INSTRUCTION = Copy the records below word for word, leaving out the pictures.

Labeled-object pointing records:
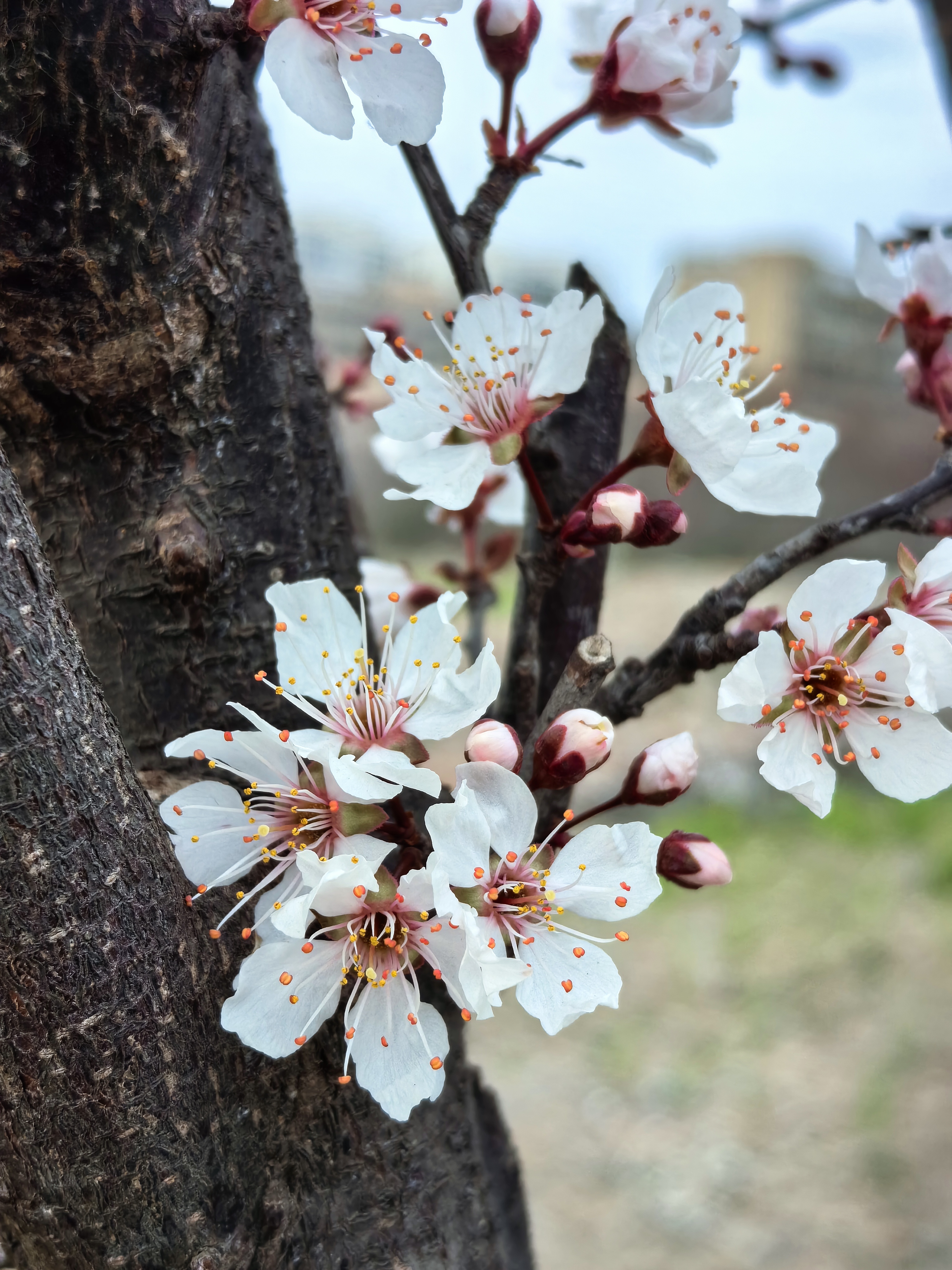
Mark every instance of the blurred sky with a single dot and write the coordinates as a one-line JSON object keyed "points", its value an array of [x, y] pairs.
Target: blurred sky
{"points": [[798, 168]]}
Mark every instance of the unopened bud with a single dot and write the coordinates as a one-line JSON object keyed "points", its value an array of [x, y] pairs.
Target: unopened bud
{"points": [[662, 773], [664, 522], [692, 862], [493, 742], [573, 746], [507, 31]]}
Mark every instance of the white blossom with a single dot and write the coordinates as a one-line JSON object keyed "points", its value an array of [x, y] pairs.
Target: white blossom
{"points": [[694, 353], [284, 812], [516, 891], [844, 691], [508, 362], [328, 49], [376, 719]]}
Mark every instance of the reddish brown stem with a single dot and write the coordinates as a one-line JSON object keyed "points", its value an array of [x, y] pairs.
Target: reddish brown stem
{"points": [[546, 521]]}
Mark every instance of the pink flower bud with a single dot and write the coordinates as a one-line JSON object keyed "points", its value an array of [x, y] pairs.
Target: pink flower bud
{"points": [[664, 522], [507, 31], [573, 746], [493, 742], [692, 862], [662, 773]]}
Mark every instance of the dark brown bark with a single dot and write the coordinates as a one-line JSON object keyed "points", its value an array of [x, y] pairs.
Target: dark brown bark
{"points": [[158, 393], [135, 1132], [560, 600], [161, 404], [700, 643]]}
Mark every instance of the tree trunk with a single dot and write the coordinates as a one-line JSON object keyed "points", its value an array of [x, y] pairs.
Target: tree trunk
{"points": [[161, 404], [158, 390]]}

ANSWER =
Mark every instance of the blurred sky with a single dot and write the coordinates as a one-line JSON object keyed "points", its value an array of [x, y] pairs.
Target: blurred sky
{"points": [[798, 168]]}
Mark every instance of the unopened bud with a single dot and write the coordinates as a one-line JSON object keyed "points", its value an array of [x, y] pairs.
Target: unopened bud
{"points": [[662, 773], [664, 522], [692, 862], [493, 742], [573, 746], [507, 31]]}
Mark every instance of the white blossom with a single dot and write the coordinates as a one-line JSON object keyed "points", its value an array of [x, y] pairs.
Target: white blossom
{"points": [[694, 353], [284, 812], [516, 891], [844, 691], [508, 362], [328, 49], [376, 719]]}
Mark every instance of the reddish brown stem with a single dot and write the coordinates as a one-line JSON object keyed "points", its value an array of [x, y] pairs.
Target: reddish brown stem
{"points": [[546, 521]]}
Mark every instance of the pink flower bud with a single dot and write the coordinates as a one-line JSON object keyed "points", its value an array of [x, y] pairs.
Target: pink flower bud
{"points": [[664, 522], [507, 31], [573, 746], [493, 742], [692, 862], [662, 773]]}
Mark every instance of the dark brown bark with a single dot and write the coordinates as a one-line JSON object keyed "points", its value an array of [x, y] pairs.
Target: dark brown bark
{"points": [[158, 393], [135, 1132], [560, 600], [161, 404], [700, 643]]}
Mark every instance of the tree trunk with a single dot and write the coordinates as a one-line JSON object keyed "points", its value an array of [x, y] pairs.
Target: tree trunk
{"points": [[161, 404], [158, 390]]}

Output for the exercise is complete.